> _Text_

I think that if James had in mind the Protestant doctrine of justification by faith alone, he probably would’ve made it clearer, rather than saying “not by faith alone”.
Also, Paul is not always clear. Even Peter, another apostle, thought so (2 Peter 3:16). We shouldn’t expect there to be some ultra-easy solution to the dynamics of faith and works in his letters.
Paul juxtaposes past-tense salvation and works. But he seems to think that works can contribute to continual and eschatological salvation. Take for example Romans 2:13, where he says that “the doers of the law will be justified”. The “good works” of 6, 7, and 10 are instrumental to God rewarding people. These works are done by God’s grace (2:4). This seems to be an example of eschatological justification (future tense of the word “justified”) that is partially based on the works of a person. Works are a partial cause, not just an effect or sign, of justification. That actually seems pretty clear to me; I don’t know about you.
Regarding salvation more generally, I’d point to for instance Philipians 2:12-13. Works here are aided by grace, but seem to be instrumental to salvation. Salvation also seems to be an ongoing process. Works are definitely not opposed to salvation here, whatever else may be said about the passage.
Examples of Paul talking about works being instrumental to God making a good judgment about us include 2 Corinthians 5:10, 9:6, 11:5, Galatians 6:7-8, Ephesians 6:8, Colossians 3:24-25, and 1 timothy 6:18-19. Other examples, many of which are implicit, abound outside of and inside Paul’s writings.
Its unfortunate that some Arminians don’t realize that faith is a gift of God. This is probably because they see an inherent opposition between God’s grace and human activity. This is, of course, a false dichotomy. I naturally agree with Chrysostom that the gift includes faith.
I assumed that you were reading justification information into this passage; perhaps I did so wrongly.
Also, could you address the following points that you did not include in your first response:
- where is “faith alone”?
- do you agree with my argument about Christ showing that grace and effort are not in conflict?
- do you agree with my argument that your view of sin in the saints does not take seriously Pauline optimism about God’s work, and Pauline pessimism about the consequences of sin?
- I’m interested in hearing what you have to say about how the resurrection and ascension cause our salvation. That is obvious very big in this passage–it is the explanation for why we can move from death to life. What do you think?
“- where is “faith alone”?”
Pauls says we are saved by faith, and explicitly states that we aren’t saved by works (although he may be talking about some specific kind of work I suppose). I can’t think of anything else that would contribute to salvation, so what else could there be?

Items listed in a dataset:
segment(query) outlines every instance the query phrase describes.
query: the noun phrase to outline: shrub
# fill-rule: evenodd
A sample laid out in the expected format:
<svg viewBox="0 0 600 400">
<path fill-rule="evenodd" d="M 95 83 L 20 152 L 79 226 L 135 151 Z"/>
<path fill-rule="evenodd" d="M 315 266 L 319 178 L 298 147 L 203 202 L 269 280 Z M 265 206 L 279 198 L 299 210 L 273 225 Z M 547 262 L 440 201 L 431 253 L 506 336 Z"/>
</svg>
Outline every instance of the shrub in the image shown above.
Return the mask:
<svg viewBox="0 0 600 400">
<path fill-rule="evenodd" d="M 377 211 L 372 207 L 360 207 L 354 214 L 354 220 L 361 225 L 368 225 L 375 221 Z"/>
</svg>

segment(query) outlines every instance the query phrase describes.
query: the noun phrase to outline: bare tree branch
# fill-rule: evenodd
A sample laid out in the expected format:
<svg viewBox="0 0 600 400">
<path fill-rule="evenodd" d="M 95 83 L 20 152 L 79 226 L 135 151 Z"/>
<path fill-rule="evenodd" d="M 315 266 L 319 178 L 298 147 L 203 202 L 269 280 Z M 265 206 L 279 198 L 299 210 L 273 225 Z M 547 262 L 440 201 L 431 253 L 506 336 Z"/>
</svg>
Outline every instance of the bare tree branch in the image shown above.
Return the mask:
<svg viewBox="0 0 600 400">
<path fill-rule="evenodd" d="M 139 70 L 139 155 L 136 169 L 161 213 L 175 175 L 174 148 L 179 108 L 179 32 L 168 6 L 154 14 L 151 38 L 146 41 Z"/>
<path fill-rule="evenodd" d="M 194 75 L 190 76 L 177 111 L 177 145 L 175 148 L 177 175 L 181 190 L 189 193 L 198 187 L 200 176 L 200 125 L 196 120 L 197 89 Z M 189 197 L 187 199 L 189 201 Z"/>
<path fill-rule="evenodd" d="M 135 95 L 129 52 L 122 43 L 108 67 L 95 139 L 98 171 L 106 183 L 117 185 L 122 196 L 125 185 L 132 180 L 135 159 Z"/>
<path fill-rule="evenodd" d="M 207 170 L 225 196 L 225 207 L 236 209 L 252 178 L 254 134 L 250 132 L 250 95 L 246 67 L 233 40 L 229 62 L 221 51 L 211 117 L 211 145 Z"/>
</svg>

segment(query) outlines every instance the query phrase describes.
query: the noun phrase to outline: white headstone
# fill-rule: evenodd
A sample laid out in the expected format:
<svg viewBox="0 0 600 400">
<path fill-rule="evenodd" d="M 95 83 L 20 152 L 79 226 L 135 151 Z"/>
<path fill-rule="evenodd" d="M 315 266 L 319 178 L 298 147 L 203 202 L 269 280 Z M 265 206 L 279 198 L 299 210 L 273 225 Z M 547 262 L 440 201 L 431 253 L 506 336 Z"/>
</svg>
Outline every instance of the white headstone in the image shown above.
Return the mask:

> _What to work on_
1. From the text on faith and works, list the letters of the Bible named in the sentence that begins "Examples of Paul talking about works being instrumental."
2. Select every line of the rows that contains the string "bare", and copy each of those lines.

> _Outputs in order_
1. 2 Corinthians, Galatians, Ephesians, Colossians, 1 Timothy

2.
query: the noun phrase to outline: bare tree branch
Outline every instance of the bare tree branch in the image shown above.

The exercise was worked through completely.